● Task to complete: Copy out the data exactly as it appears, without a single image.

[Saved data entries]

::::::

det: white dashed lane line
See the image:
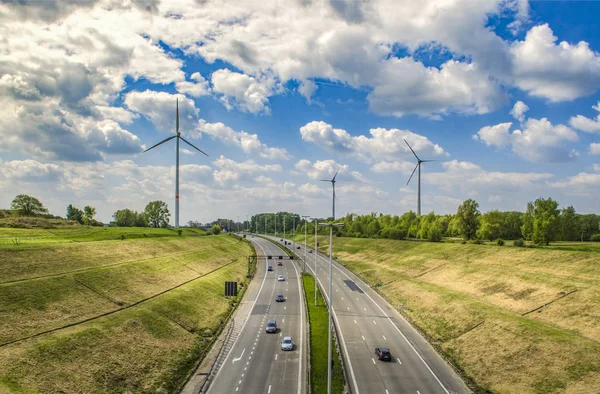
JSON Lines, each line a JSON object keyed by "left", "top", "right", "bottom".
{"left": 372, "top": 358, "right": 376, "bottom": 365}
{"left": 397, "top": 358, "right": 402, "bottom": 364}
{"left": 383, "top": 335, "right": 387, "bottom": 341}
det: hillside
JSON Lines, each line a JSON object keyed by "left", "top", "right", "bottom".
{"left": 0, "top": 226, "right": 252, "bottom": 393}
{"left": 291, "top": 234, "right": 600, "bottom": 393}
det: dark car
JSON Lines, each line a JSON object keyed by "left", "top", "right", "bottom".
{"left": 277, "top": 261, "right": 283, "bottom": 266}
{"left": 276, "top": 294, "right": 285, "bottom": 302}
{"left": 280, "top": 238, "right": 283, "bottom": 241}
{"left": 268, "top": 265, "right": 273, "bottom": 271}
{"left": 375, "top": 347, "right": 392, "bottom": 361}
{"left": 266, "top": 319, "right": 277, "bottom": 333}
{"left": 296, "top": 246, "right": 300, "bottom": 250}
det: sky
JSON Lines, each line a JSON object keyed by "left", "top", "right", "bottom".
{"left": 1, "top": 0, "right": 600, "bottom": 225}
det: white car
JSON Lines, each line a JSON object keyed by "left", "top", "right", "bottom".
{"left": 278, "top": 275, "right": 285, "bottom": 281}
{"left": 281, "top": 336, "right": 294, "bottom": 351}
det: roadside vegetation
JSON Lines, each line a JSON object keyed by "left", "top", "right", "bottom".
{"left": 0, "top": 224, "right": 252, "bottom": 393}
{"left": 302, "top": 274, "right": 344, "bottom": 394}
{"left": 291, "top": 235, "right": 600, "bottom": 393}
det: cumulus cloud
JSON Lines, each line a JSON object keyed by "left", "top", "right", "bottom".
{"left": 511, "top": 24, "right": 600, "bottom": 101}
{"left": 475, "top": 118, "right": 579, "bottom": 163}
{"left": 211, "top": 69, "right": 280, "bottom": 114}
{"left": 196, "top": 119, "right": 289, "bottom": 160}
{"left": 175, "top": 72, "right": 211, "bottom": 97}
{"left": 510, "top": 101, "right": 529, "bottom": 123}
{"left": 591, "top": 143, "right": 600, "bottom": 155}
{"left": 569, "top": 101, "right": 600, "bottom": 133}
{"left": 212, "top": 155, "right": 281, "bottom": 186}
{"left": 294, "top": 159, "right": 367, "bottom": 183}
{"left": 370, "top": 160, "right": 415, "bottom": 174}
{"left": 124, "top": 90, "right": 198, "bottom": 133}
{"left": 300, "top": 121, "right": 446, "bottom": 162}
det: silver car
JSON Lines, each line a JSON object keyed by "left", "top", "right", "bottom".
{"left": 281, "top": 336, "right": 294, "bottom": 351}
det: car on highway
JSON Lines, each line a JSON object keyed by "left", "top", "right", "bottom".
{"left": 278, "top": 275, "right": 285, "bottom": 281}
{"left": 268, "top": 265, "right": 273, "bottom": 271}
{"left": 296, "top": 246, "right": 300, "bottom": 249}
{"left": 277, "top": 261, "right": 283, "bottom": 266}
{"left": 308, "top": 250, "right": 313, "bottom": 253}
{"left": 276, "top": 294, "right": 285, "bottom": 302}
{"left": 375, "top": 347, "right": 392, "bottom": 361}
{"left": 281, "top": 336, "right": 294, "bottom": 351}
{"left": 280, "top": 238, "right": 283, "bottom": 241}
{"left": 266, "top": 320, "right": 277, "bottom": 333}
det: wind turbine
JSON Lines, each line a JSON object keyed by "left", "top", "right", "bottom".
{"left": 404, "top": 139, "right": 435, "bottom": 216}
{"left": 144, "top": 99, "right": 208, "bottom": 228}
{"left": 320, "top": 167, "right": 340, "bottom": 220}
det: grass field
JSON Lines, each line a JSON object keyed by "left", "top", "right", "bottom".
{"left": 0, "top": 226, "right": 252, "bottom": 393}
{"left": 291, "top": 234, "right": 600, "bottom": 393}
{"left": 302, "top": 274, "right": 344, "bottom": 394}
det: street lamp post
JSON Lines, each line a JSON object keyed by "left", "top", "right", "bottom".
{"left": 319, "top": 221, "right": 344, "bottom": 394}
{"left": 301, "top": 215, "right": 310, "bottom": 274}
{"left": 314, "top": 217, "right": 318, "bottom": 306}
{"left": 283, "top": 215, "right": 286, "bottom": 241}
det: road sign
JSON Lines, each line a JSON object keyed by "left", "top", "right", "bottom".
{"left": 225, "top": 281, "right": 238, "bottom": 296}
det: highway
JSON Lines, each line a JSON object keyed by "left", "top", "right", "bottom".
{"left": 267, "top": 235, "right": 470, "bottom": 394}
{"left": 207, "top": 236, "right": 307, "bottom": 394}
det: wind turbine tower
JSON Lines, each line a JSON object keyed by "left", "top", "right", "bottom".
{"left": 144, "top": 99, "right": 208, "bottom": 228}
{"left": 404, "top": 139, "right": 435, "bottom": 216}
{"left": 320, "top": 168, "right": 340, "bottom": 220}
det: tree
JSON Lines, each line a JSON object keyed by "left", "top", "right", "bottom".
{"left": 477, "top": 210, "right": 503, "bottom": 241}
{"left": 532, "top": 197, "right": 559, "bottom": 245}
{"left": 558, "top": 206, "right": 578, "bottom": 241}
{"left": 521, "top": 202, "right": 534, "bottom": 241}
{"left": 455, "top": 199, "right": 480, "bottom": 241}
{"left": 83, "top": 206, "right": 97, "bottom": 225}
{"left": 144, "top": 201, "right": 170, "bottom": 228}
{"left": 212, "top": 224, "right": 221, "bottom": 235}
{"left": 11, "top": 194, "right": 48, "bottom": 216}
{"left": 66, "top": 204, "right": 84, "bottom": 224}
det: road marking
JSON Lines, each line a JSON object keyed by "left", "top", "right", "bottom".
{"left": 241, "top": 373, "right": 244, "bottom": 378}
{"left": 386, "top": 390, "right": 389, "bottom": 394}
{"left": 364, "top": 307, "right": 367, "bottom": 311}
{"left": 362, "top": 335, "right": 365, "bottom": 341}
{"left": 354, "top": 320, "right": 357, "bottom": 324}
{"left": 383, "top": 335, "right": 387, "bottom": 341}
{"left": 356, "top": 298, "right": 358, "bottom": 301}
{"left": 235, "top": 388, "right": 239, "bottom": 392}
{"left": 282, "top": 318, "right": 285, "bottom": 323}
{"left": 397, "top": 358, "right": 402, "bottom": 364}
{"left": 244, "top": 367, "right": 247, "bottom": 371}
{"left": 417, "top": 391, "right": 421, "bottom": 394}
{"left": 372, "top": 358, "right": 376, "bottom": 365}
{"left": 275, "top": 354, "right": 278, "bottom": 360}
{"left": 341, "top": 297, "right": 344, "bottom": 300}
{"left": 232, "top": 349, "right": 245, "bottom": 364}
{"left": 238, "top": 380, "right": 242, "bottom": 384}
{"left": 347, "top": 306, "right": 350, "bottom": 311}
{"left": 280, "top": 332, "right": 282, "bottom": 337}
{"left": 268, "top": 385, "right": 272, "bottom": 393}
{"left": 284, "top": 306, "right": 287, "bottom": 310}
{"left": 373, "top": 320, "right": 377, "bottom": 325}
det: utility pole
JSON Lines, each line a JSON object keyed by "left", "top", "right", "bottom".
{"left": 302, "top": 215, "right": 309, "bottom": 274}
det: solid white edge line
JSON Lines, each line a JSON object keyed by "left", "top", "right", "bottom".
{"left": 206, "top": 239, "right": 270, "bottom": 394}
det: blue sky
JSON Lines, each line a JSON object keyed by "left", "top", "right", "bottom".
{"left": 1, "top": 0, "right": 600, "bottom": 224}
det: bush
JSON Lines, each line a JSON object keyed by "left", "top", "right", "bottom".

::::::

● Final answer:
det: white dashed lane line
See the image:
JSON Lines, each line a JSON object keyed by "left", "top", "right", "bottom".
{"left": 372, "top": 358, "right": 376, "bottom": 365}
{"left": 397, "top": 358, "right": 402, "bottom": 364}
{"left": 383, "top": 335, "right": 387, "bottom": 341}
det: hillside
JSON Lines, each line a JSON object keyed by "left", "top", "right", "bottom".
{"left": 0, "top": 226, "right": 252, "bottom": 393}
{"left": 291, "top": 234, "right": 600, "bottom": 393}
det: dark car
JSON Lines, each line a JSON object keyed by "left", "top", "right", "bottom".
{"left": 277, "top": 261, "right": 283, "bottom": 266}
{"left": 276, "top": 294, "right": 285, "bottom": 302}
{"left": 280, "top": 238, "right": 283, "bottom": 241}
{"left": 268, "top": 265, "right": 273, "bottom": 271}
{"left": 375, "top": 347, "right": 392, "bottom": 361}
{"left": 266, "top": 319, "right": 277, "bottom": 333}
{"left": 296, "top": 246, "right": 300, "bottom": 250}
det: sky
JSON Lines, each line a JSON object keyed by "left", "top", "right", "bottom".
{"left": 1, "top": 0, "right": 600, "bottom": 225}
det: white car
JSON Lines, each line a JSON object keyed by "left", "top", "right", "bottom".
{"left": 278, "top": 275, "right": 285, "bottom": 281}
{"left": 281, "top": 336, "right": 294, "bottom": 351}
det: roadside vegetation
JSON Lines, each line a JSON object keyed by "left", "top", "right", "bottom".
{"left": 0, "top": 224, "right": 252, "bottom": 393}
{"left": 302, "top": 274, "right": 344, "bottom": 394}
{"left": 291, "top": 235, "right": 600, "bottom": 393}
det: cumulus cloud
JSON Lines, each line a JSON object keyed by "left", "top", "right", "bottom".
{"left": 511, "top": 24, "right": 600, "bottom": 101}
{"left": 475, "top": 118, "right": 579, "bottom": 163}
{"left": 211, "top": 69, "right": 280, "bottom": 114}
{"left": 196, "top": 119, "right": 289, "bottom": 160}
{"left": 175, "top": 72, "right": 211, "bottom": 97}
{"left": 510, "top": 101, "right": 529, "bottom": 123}
{"left": 591, "top": 143, "right": 600, "bottom": 155}
{"left": 569, "top": 101, "right": 600, "bottom": 133}
{"left": 212, "top": 155, "right": 281, "bottom": 186}
{"left": 294, "top": 159, "right": 367, "bottom": 183}
{"left": 370, "top": 160, "right": 415, "bottom": 174}
{"left": 124, "top": 90, "right": 198, "bottom": 133}
{"left": 300, "top": 121, "right": 446, "bottom": 162}
det: silver car
JSON Lines, each line a JSON object keyed by "left", "top", "right", "bottom".
{"left": 281, "top": 336, "right": 294, "bottom": 351}
det: car on highway
JSON Lines, each line a JSON object keyed by "left", "top", "right", "bottom".
{"left": 278, "top": 275, "right": 285, "bottom": 281}
{"left": 268, "top": 265, "right": 273, "bottom": 271}
{"left": 296, "top": 246, "right": 300, "bottom": 249}
{"left": 277, "top": 261, "right": 283, "bottom": 266}
{"left": 308, "top": 250, "right": 313, "bottom": 253}
{"left": 276, "top": 294, "right": 285, "bottom": 302}
{"left": 375, "top": 347, "right": 392, "bottom": 361}
{"left": 281, "top": 336, "right": 294, "bottom": 351}
{"left": 280, "top": 238, "right": 283, "bottom": 241}
{"left": 266, "top": 320, "right": 277, "bottom": 333}
det: wind turbine
JSON Lines, each line a JSON object keyed by "left", "top", "right", "bottom".
{"left": 404, "top": 139, "right": 435, "bottom": 216}
{"left": 144, "top": 99, "right": 208, "bottom": 228}
{"left": 320, "top": 167, "right": 340, "bottom": 220}
det: grass field
JSON Lines, each line a JSON object keyed by "left", "top", "right", "bottom".
{"left": 0, "top": 226, "right": 252, "bottom": 393}
{"left": 291, "top": 234, "right": 600, "bottom": 393}
{"left": 302, "top": 274, "right": 344, "bottom": 394}
det: street lamp post
JSON Lines, each line a JSON object keyed by "left", "top", "right", "bottom".
{"left": 319, "top": 221, "right": 344, "bottom": 394}
{"left": 301, "top": 215, "right": 310, "bottom": 274}
{"left": 314, "top": 217, "right": 318, "bottom": 306}
{"left": 283, "top": 215, "right": 286, "bottom": 241}
det: road sign
JSON Lines, each line a JSON object keyed by "left", "top", "right", "bottom".
{"left": 225, "top": 281, "right": 238, "bottom": 296}
det: highway
JSON Lines, each line a JSON object keyed by "left", "top", "right", "bottom".
{"left": 267, "top": 235, "right": 470, "bottom": 394}
{"left": 207, "top": 236, "right": 307, "bottom": 394}
det: wind turbine tower
JSON Lines, each line a JSON object keyed by "left", "top", "right", "bottom".
{"left": 144, "top": 99, "right": 208, "bottom": 228}
{"left": 404, "top": 139, "right": 435, "bottom": 216}
{"left": 320, "top": 168, "right": 340, "bottom": 220}
det: tree
JSON Lines, each line a JSON object keyed by "left", "top", "right", "bottom".
{"left": 477, "top": 210, "right": 503, "bottom": 241}
{"left": 532, "top": 197, "right": 559, "bottom": 245}
{"left": 558, "top": 206, "right": 578, "bottom": 241}
{"left": 521, "top": 202, "right": 534, "bottom": 241}
{"left": 455, "top": 199, "right": 480, "bottom": 241}
{"left": 83, "top": 206, "right": 97, "bottom": 225}
{"left": 144, "top": 201, "right": 170, "bottom": 228}
{"left": 212, "top": 224, "right": 221, "bottom": 235}
{"left": 11, "top": 194, "right": 48, "bottom": 216}
{"left": 66, "top": 204, "right": 84, "bottom": 224}
det: road marking
JSON Lines, each line a JSON object keyed by "left", "top", "right", "bottom".
{"left": 241, "top": 373, "right": 244, "bottom": 378}
{"left": 386, "top": 390, "right": 389, "bottom": 394}
{"left": 364, "top": 307, "right": 367, "bottom": 311}
{"left": 362, "top": 335, "right": 365, "bottom": 341}
{"left": 354, "top": 320, "right": 357, "bottom": 324}
{"left": 383, "top": 335, "right": 387, "bottom": 341}
{"left": 356, "top": 298, "right": 358, "bottom": 301}
{"left": 235, "top": 388, "right": 239, "bottom": 392}
{"left": 282, "top": 318, "right": 285, "bottom": 323}
{"left": 397, "top": 358, "right": 402, "bottom": 364}
{"left": 244, "top": 367, "right": 247, "bottom": 371}
{"left": 417, "top": 391, "right": 421, "bottom": 394}
{"left": 372, "top": 358, "right": 376, "bottom": 365}
{"left": 275, "top": 354, "right": 278, "bottom": 360}
{"left": 341, "top": 297, "right": 344, "bottom": 300}
{"left": 232, "top": 349, "right": 245, "bottom": 364}
{"left": 238, "top": 380, "right": 242, "bottom": 384}
{"left": 347, "top": 306, "right": 350, "bottom": 311}
{"left": 280, "top": 332, "right": 282, "bottom": 337}
{"left": 268, "top": 385, "right": 272, "bottom": 393}
{"left": 284, "top": 306, "right": 287, "bottom": 310}
{"left": 373, "top": 320, "right": 377, "bottom": 325}
det: utility pole
JSON Lines, each line a JSON object keyed by "left", "top", "right", "bottom".
{"left": 302, "top": 215, "right": 309, "bottom": 274}
det: solid white edge line
JSON Lines, each line a JSON object keyed by "left", "top", "right", "bottom".
{"left": 206, "top": 239, "right": 270, "bottom": 394}
det: blue sky
JSON Lines, each line a JSON object keyed by "left", "top", "right", "bottom".
{"left": 1, "top": 0, "right": 600, "bottom": 224}
det: bush
JSON Lines, each line a JSON object keyed by "left", "top", "right", "bottom".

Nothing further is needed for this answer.